▶ _ОТРЫВОК_
##############################
Художественный билингвизм любого писателя благотворно сказывается на его творчестве. Как заметил Д.С. Лихачёв, французский язык Пушкина способствовал превосходному чувству русского языка, точности и правильности речи. Двуязычие помогает видеть словесный мир «в цвете». Ч. Айтматов убежден: работать на двух языках – значит расширить и возможности киргизской литературы, и общее русло всей современной литературы [Литературная газета. 1989. № 45: 3]. Создание иноязычного варианта – особая внутренняя работа писателя, ведущая к совершенствованию стиля и к обогащению образности языка [Новый мир. 1968. № 11: 146].
##############################
▶ _БЛОК ДАННЫХ_
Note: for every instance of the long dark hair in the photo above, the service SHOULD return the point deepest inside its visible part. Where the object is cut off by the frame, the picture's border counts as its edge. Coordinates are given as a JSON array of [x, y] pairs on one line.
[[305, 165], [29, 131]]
##############################
Продолжите отрывок о художественном билингвизме писателя, начав сразу после его последнего предложения.

Многим кажется, что на чужом языке легче писать научные работы (терминология вообще предпочтительнее иноязычная: в ней нет коннотации), поэтому долгое время языком философии, теологии и науки в Европе была латынь, а на Востоке – арабский язык. Художественное же творчество требует языка родного. Вот почему создатели национальных литератур – одновременно и создатели национальных литературных языков. Однако и учёные заметили существенные различия в научных стилях разных языков. Известный этнолог К. Леви-Строс, пишущий на французском и английском языках, признаётся, что он был поражён тем, насколько различны стиль и порядок изложения в статьях на том или другом языке. Это затруднение учёный, по его словам, попытался преодолеть с помощью очень свободного перевода, резюмируя одни абзацы и развивая другие.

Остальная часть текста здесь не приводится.